Every line from the start of the records below to the line containing "Target: cloud layer" should be retyped exactly, that line included, and no others.

********************

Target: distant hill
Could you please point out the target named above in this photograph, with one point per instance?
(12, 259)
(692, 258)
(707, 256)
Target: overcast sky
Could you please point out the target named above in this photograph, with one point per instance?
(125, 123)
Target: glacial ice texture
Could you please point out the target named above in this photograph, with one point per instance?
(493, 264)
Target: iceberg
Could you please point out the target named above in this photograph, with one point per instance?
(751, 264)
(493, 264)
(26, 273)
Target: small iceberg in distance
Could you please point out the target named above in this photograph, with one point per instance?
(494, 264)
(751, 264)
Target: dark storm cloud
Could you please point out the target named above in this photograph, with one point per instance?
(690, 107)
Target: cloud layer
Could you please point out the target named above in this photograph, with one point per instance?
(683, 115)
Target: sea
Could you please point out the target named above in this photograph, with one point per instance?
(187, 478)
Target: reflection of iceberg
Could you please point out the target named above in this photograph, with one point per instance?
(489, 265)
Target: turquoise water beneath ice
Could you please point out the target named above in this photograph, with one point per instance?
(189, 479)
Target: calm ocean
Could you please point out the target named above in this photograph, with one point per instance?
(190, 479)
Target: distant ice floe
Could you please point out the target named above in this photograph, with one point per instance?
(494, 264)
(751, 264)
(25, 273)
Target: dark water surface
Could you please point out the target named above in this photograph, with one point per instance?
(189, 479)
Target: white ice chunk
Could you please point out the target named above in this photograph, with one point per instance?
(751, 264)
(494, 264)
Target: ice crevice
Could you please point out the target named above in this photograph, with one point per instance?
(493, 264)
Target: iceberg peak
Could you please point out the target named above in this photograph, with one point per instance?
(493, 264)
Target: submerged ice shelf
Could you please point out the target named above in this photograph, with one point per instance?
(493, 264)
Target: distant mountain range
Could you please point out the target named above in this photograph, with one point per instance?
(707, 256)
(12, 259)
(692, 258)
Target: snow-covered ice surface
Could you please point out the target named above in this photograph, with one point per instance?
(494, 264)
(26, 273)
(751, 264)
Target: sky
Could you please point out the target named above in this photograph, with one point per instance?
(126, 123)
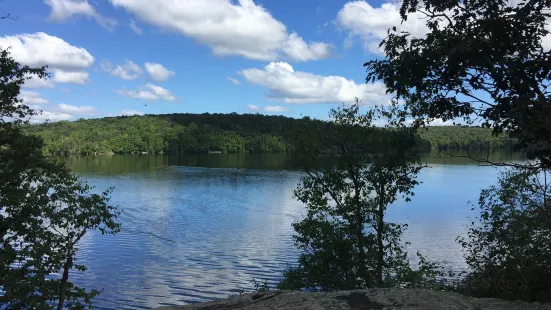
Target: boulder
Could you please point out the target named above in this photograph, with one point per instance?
(384, 299)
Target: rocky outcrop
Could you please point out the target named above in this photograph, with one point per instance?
(393, 298)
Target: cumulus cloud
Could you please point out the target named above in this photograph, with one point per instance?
(269, 109)
(130, 112)
(370, 24)
(76, 110)
(228, 27)
(287, 85)
(148, 92)
(275, 109)
(234, 80)
(31, 97)
(126, 71)
(34, 81)
(74, 77)
(41, 49)
(63, 10)
(48, 116)
(157, 72)
(137, 30)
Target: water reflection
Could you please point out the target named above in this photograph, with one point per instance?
(193, 234)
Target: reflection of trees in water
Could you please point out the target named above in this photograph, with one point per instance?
(121, 164)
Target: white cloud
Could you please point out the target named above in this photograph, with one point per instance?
(275, 109)
(370, 24)
(440, 122)
(36, 82)
(289, 86)
(126, 71)
(74, 77)
(76, 110)
(31, 97)
(130, 112)
(40, 49)
(45, 116)
(228, 27)
(149, 92)
(157, 72)
(269, 108)
(63, 10)
(137, 30)
(234, 80)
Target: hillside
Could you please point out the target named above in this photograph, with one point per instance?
(203, 133)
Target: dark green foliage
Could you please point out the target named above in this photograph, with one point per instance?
(45, 210)
(464, 138)
(175, 134)
(481, 61)
(509, 247)
(344, 240)
(227, 133)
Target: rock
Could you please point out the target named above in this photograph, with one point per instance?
(384, 299)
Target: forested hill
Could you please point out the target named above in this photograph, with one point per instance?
(202, 133)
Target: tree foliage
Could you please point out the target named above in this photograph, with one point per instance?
(509, 247)
(227, 133)
(344, 239)
(481, 61)
(45, 209)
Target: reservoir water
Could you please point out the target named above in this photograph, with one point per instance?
(207, 225)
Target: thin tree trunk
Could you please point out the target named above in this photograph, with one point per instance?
(361, 245)
(380, 246)
(64, 279)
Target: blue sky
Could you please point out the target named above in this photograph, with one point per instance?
(285, 57)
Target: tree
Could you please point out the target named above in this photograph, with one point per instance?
(45, 209)
(481, 60)
(354, 170)
(509, 248)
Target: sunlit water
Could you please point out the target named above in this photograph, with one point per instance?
(207, 225)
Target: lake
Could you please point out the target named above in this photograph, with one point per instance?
(209, 224)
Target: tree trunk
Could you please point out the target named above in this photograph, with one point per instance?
(380, 246)
(63, 282)
(361, 246)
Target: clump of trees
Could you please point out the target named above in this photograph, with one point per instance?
(227, 133)
(345, 241)
(509, 247)
(45, 209)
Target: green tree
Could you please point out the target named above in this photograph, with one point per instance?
(481, 60)
(509, 248)
(45, 209)
(344, 239)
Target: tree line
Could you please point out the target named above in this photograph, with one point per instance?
(226, 133)
(480, 60)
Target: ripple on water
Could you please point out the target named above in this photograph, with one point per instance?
(195, 234)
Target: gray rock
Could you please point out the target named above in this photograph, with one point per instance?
(383, 299)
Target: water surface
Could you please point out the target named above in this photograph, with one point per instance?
(208, 224)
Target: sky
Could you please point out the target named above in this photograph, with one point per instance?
(125, 57)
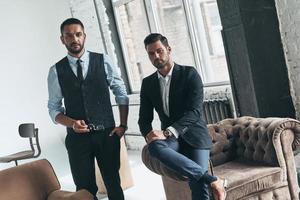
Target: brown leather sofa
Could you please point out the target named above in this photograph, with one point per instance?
(35, 181)
(256, 155)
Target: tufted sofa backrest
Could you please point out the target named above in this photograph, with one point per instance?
(245, 138)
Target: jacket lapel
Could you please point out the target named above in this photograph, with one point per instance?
(173, 86)
(157, 93)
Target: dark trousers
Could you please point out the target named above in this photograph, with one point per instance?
(188, 161)
(82, 151)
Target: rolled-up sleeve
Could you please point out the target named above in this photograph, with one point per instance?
(55, 95)
(115, 81)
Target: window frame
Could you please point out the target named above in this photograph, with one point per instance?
(200, 52)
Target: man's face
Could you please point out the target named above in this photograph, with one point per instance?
(73, 37)
(158, 54)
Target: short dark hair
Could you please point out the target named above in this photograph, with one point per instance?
(154, 37)
(70, 21)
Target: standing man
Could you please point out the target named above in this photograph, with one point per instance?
(183, 143)
(82, 79)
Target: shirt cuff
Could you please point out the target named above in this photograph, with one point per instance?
(173, 131)
(122, 100)
(53, 115)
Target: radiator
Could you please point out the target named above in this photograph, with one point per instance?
(215, 110)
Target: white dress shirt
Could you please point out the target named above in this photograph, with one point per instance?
(164, 83)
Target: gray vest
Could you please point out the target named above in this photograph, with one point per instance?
(89, 100)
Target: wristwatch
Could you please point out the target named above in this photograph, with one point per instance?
(124, 126)
(167, 133)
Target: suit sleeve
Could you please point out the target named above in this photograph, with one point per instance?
(146, 111)
(193, 108)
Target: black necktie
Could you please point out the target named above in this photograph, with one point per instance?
(79, 71)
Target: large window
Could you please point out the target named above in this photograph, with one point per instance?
(193, 28)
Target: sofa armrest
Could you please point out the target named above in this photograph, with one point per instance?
(267, 140)
(260, 139)
(65, 195)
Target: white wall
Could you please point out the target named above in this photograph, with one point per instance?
(29, 39)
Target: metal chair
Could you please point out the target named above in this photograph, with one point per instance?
(26, 131)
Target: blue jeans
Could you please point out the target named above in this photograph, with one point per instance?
(186, 160)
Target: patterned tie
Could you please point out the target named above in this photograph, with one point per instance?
(79, 70)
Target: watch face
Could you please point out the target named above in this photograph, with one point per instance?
(167, 133)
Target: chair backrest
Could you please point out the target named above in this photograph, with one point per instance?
(28, 130)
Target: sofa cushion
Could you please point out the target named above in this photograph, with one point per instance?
(245, 178)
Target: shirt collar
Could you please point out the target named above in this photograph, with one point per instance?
(73, 60)
(168, 75)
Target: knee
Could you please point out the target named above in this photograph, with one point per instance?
(156, 147)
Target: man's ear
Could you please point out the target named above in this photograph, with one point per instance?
(169, 48)
(62, 39)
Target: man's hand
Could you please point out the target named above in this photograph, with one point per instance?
(119, 131)
(155, 135)
(79, 126)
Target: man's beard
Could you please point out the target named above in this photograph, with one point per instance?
(160, 65)
(74, 51)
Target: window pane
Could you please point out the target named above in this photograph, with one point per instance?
(213, 27)
(133, 29)
(172, 23)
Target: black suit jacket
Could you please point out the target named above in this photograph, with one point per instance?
(185, 106)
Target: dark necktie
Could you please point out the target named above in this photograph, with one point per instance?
(79, 71)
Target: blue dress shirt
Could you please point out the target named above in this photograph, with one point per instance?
(113, 77)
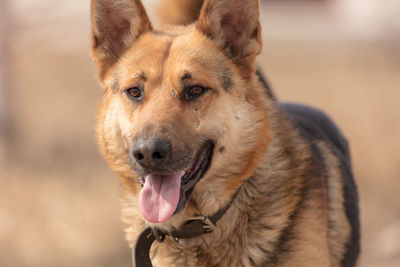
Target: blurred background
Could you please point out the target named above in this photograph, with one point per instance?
(59, 203)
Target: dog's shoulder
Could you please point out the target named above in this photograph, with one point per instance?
(314, 125)
(324, 136)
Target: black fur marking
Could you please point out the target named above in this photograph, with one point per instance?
(315, 125)
(263, 80)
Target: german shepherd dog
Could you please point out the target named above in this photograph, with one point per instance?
(213, 167)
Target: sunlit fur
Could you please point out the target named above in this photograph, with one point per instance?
(280, 216)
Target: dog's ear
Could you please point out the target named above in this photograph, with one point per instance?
(116, 24)
(235, 27)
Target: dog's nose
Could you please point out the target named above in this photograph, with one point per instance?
(150, 151)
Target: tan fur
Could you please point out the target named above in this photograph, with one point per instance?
(257, 149)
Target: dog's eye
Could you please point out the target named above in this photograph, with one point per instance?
(135, 93)
(192, 92)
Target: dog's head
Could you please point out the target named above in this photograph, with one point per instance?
(183, 116)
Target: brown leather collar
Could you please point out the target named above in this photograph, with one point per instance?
(193, 227)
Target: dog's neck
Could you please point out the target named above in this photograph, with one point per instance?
(239, 228)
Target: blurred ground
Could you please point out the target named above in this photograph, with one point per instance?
(58, 199)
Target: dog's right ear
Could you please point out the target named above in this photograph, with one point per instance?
(116, 24)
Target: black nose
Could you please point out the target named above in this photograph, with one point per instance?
(150, 151)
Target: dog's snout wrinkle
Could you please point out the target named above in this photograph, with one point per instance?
(150, 151)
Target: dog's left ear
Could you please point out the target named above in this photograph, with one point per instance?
(116, 24)
(234, 25)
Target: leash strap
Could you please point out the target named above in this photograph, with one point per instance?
(193, 227)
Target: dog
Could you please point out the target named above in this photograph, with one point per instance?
(213, 167)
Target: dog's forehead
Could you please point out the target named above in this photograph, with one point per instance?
(166, 53)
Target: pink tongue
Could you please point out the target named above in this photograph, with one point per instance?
(159, 196)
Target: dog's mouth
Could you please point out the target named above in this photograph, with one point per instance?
(164, 195)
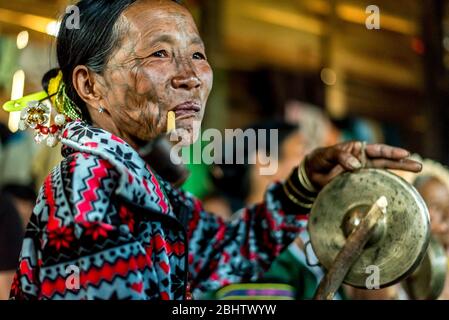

********************

== Answer section ==
Target: distant hill
Could you please point out the target named above in this photograph, with one point per instance?
(12, 259)
(692, 258)
(707, 256)
Target: overcast sky
Could you please point out the target named above in this photograph, with one point per instance?
(125, 123)
Target: glacial ice texture
Could you please point out the target named above in this photograph, with one point per instance?
(493, 264)
Target: iceberg
Could you please point out the target named above in this photograph, with one point per instance?
(751, 264)
(493, 264)
(26, 273)
Target: small iceberg in distance
Could you please point out the target named above in this photograph, with one point per instance?
(494, 264)
(751, 264)
Target: dark storm cloud
Could you please point out the target named above in this photograph, with one point per instance?
(690, 107)
Target: cloud layer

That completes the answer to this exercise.